DIRECTIONS FOR THIS TASK:
Reproduce the data starting at the line that contains "Practice step: pin every instance of the brick with" and ending after the line that contains "[(56, 60), (46, 32)]", requests included. Shift every coordinate in the answers by adding 27 to each number, and leave the requests and their sample coordinates unchanged.

Part of a data file:
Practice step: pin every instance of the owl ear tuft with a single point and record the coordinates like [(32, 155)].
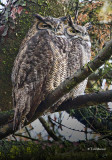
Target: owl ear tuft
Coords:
[(63, 18), (88, 25), (39, 17)]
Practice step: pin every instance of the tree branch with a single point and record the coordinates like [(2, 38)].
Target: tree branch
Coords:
[(65, 87), (86, 101), (49, 131), (71, 82)]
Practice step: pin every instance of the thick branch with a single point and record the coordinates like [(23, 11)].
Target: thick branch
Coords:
[(86, 101), (47, 128), (78, 77), (65, 87)]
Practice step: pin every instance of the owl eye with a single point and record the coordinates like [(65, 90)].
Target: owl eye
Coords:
[(46, 26), (74, 31), (59, 27)]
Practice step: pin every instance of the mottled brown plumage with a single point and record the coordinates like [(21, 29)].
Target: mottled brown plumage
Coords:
[(51, 52)]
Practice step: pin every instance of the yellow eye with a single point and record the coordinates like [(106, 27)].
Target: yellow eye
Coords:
[(59, 27)]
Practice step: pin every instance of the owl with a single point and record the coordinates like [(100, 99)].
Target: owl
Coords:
[(53, 50)]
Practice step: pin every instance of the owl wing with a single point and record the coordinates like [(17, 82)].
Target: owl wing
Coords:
[(31, 67)]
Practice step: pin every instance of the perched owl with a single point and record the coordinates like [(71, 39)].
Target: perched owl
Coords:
[(51, 52)]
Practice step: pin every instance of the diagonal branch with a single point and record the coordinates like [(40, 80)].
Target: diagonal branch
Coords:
[(78, 77), (64, 88)]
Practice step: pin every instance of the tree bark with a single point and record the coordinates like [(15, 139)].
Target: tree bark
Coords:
[(65, 87)]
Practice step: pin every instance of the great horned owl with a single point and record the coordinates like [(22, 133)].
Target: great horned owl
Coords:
[(51, 52)]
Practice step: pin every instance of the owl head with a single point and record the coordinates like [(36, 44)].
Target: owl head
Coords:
[(56, 25), (74, 30)]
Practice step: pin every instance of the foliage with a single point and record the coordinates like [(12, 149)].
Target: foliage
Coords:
[(53, 151)]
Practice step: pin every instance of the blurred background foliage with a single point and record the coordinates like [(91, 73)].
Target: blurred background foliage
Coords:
[(16, 19)]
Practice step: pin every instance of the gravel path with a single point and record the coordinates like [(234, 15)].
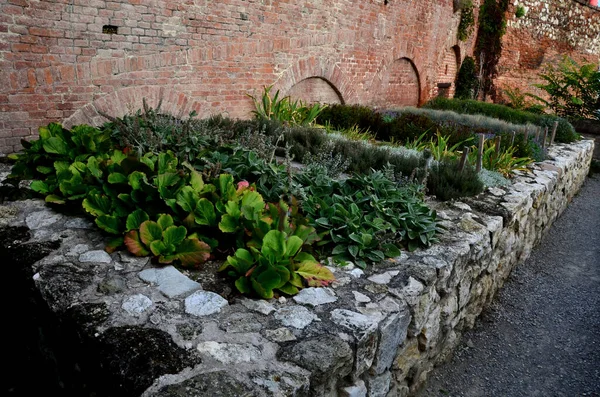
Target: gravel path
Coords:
[(541, 337)]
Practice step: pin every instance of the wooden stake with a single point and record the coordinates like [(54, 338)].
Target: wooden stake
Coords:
[(480, 153), (545, 137), (553, 133), (463, 159)]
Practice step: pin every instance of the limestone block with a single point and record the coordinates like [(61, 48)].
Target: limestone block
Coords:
[(364, 330), (392, 333)]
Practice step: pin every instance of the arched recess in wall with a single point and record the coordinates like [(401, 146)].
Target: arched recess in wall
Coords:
[(130, 99), (317, 77), (447, 71), (316, 89), (401, 85)]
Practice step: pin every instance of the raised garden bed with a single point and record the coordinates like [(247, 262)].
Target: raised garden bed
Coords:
[(131, 328)]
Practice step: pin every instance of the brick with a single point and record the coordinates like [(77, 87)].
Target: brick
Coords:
[(56, 60), (46, 32)]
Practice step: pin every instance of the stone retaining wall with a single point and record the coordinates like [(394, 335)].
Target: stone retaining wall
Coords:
[(142, 330)]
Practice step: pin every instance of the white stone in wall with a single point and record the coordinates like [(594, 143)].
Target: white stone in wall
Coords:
[(98, 256), (230, 353), (315, 296), (42, 219), (204, 303), (296, 316), (259, 306), (136, 304)]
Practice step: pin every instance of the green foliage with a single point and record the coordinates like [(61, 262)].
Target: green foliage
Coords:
[(464, 183), (466, 81), (504, 162), (574, 90), (488, 47), (352, 133), (285, 110), (364, 218), (278, 265), (467, 20), (343, 117), (441, 149), (149, 131), (165, 240), (58, 158), (520, 11), (565, 132)]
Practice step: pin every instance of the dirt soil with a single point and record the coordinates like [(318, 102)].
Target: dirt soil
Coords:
[(541, 337)]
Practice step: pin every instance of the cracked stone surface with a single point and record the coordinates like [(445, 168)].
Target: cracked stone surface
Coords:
[(204, 303), (170, 281), (376, 332)]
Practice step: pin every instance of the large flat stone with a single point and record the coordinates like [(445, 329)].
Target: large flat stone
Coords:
[(204, 303), (170, 281)]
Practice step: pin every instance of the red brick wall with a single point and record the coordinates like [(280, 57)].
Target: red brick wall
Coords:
[(548, 31), (449, 68), (399, 86), (56, 63), (315, 89)]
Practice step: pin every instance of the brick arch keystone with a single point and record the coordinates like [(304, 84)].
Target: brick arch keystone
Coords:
[(130, 99), (322, 68)]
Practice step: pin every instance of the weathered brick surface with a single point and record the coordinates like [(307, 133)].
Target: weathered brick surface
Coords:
[(57, 64), (548, 31)]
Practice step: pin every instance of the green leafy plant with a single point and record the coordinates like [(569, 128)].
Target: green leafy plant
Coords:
[(279, 265), (466, 80), (164, 240), (57, 160), (503, 162), (293, 112), (573, 89), (518, 119), (467, 20), (464, 182), (366, 217), (488, 47), (419, 143), (150, 131)]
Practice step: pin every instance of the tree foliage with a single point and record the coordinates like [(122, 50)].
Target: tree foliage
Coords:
[(466, 81), (488, 48), (574, 90)]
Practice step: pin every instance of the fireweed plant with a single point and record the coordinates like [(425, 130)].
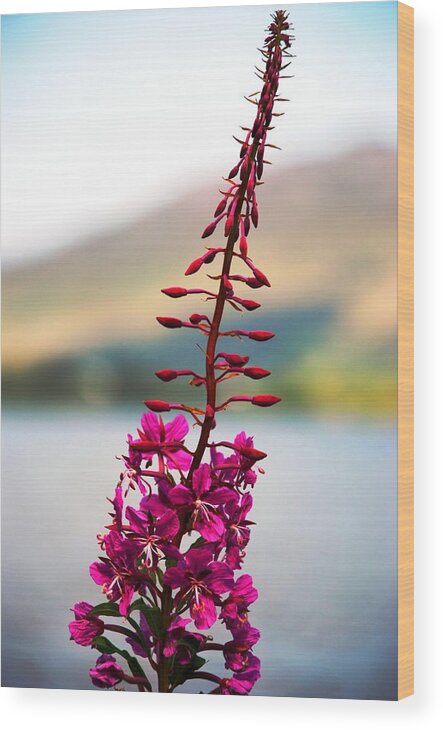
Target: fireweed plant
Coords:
[(169, 564)]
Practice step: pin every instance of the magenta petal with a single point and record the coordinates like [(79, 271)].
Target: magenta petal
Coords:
[(211, 527), (204, 613), (201, 480), (177, 429), (126, 600), (151, 426), (167, 525), (179, 460), (222, 495)]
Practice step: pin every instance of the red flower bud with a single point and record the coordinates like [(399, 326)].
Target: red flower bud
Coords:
[(229, 224), (252, 454), (260, 335), (234, 171), (209, 230), (253, 283), (197, 318), (170, 322), (256, 373), (259, 274), (232, 358), (206, 258), (158, 406), (166, 375), (265, 400), (221, 206), (194, 266), (248, 304), (175, 292), (143, 445)]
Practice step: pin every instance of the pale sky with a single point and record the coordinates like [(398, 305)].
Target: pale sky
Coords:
[(107, 115)]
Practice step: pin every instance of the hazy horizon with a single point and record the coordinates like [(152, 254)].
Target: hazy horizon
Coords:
[(98, 127)]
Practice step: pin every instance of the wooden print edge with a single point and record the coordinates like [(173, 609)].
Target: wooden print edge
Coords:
[(405, 283)]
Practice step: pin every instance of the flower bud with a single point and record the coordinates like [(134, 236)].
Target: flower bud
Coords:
[(254, 213), (234, 172), (221, 206), (209, 230), (232, 358), (248, 304), (260, 335), (175, 292), (259, 275), (251, 453), (265, 400), (166, 375), (229, 223), (158, 406), (170, 322), (197, 318), (195, 266), (256, 373)]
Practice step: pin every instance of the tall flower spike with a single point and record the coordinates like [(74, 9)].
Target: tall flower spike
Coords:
[(167, 595)]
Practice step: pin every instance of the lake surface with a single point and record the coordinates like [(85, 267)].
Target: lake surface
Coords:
[(323, 553)]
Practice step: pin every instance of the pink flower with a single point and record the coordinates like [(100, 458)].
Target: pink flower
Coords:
[(164, 440), (106, 673)]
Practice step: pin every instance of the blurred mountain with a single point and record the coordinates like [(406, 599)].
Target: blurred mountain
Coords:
[(81, 323)]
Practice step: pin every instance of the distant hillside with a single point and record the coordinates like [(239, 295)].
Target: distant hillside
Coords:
[(325, 238)]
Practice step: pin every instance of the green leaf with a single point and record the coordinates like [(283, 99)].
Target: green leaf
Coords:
[(105, 609), (103, 645), (154, 618)]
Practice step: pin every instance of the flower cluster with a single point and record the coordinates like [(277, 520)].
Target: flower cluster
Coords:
[(180, 517)]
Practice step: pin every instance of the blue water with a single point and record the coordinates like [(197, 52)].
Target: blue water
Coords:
[(323, 552)]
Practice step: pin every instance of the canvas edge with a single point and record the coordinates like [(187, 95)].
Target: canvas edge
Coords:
[(405, 294)]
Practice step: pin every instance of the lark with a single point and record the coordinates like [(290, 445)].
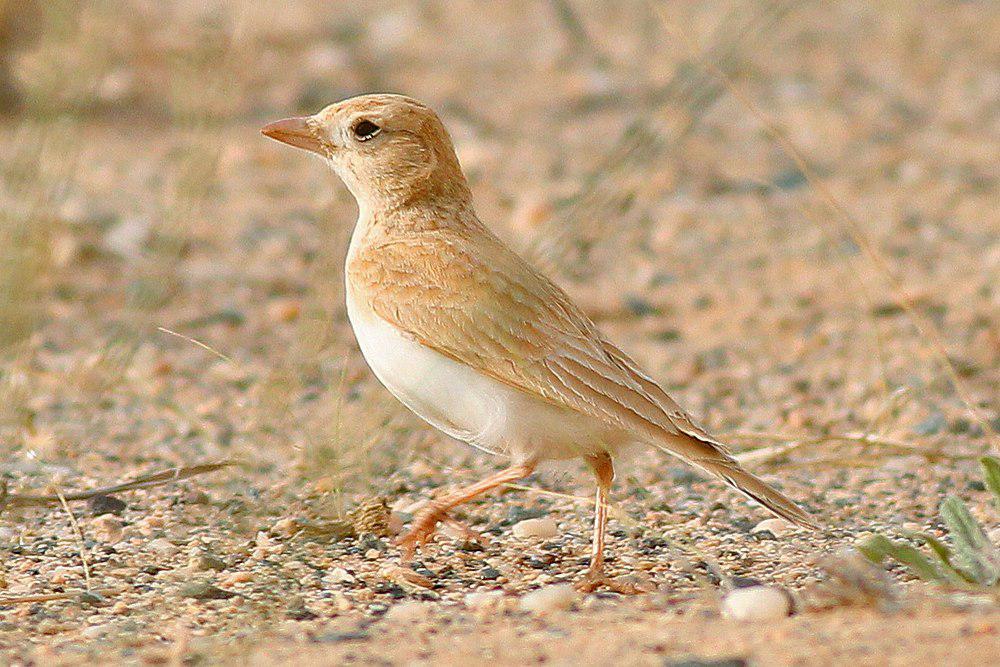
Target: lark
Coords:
[(471, 338)]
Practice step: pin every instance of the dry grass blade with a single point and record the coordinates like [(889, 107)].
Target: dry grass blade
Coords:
[(141, 482), (49, 597), (78, 534), (924, 326), (787, 444), (567, 241)]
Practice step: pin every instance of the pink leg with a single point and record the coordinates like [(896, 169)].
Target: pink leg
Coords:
[(426, 521)]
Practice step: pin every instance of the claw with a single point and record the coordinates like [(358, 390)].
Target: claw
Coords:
[(424, 527), (595, 578)]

WRITTEN ANSWER:
Practice step: pin every instance of the brick with a single point and record the coordinates like [(77, 87)].
Target: brick
Coords:
[(83, 87), (73, 59)]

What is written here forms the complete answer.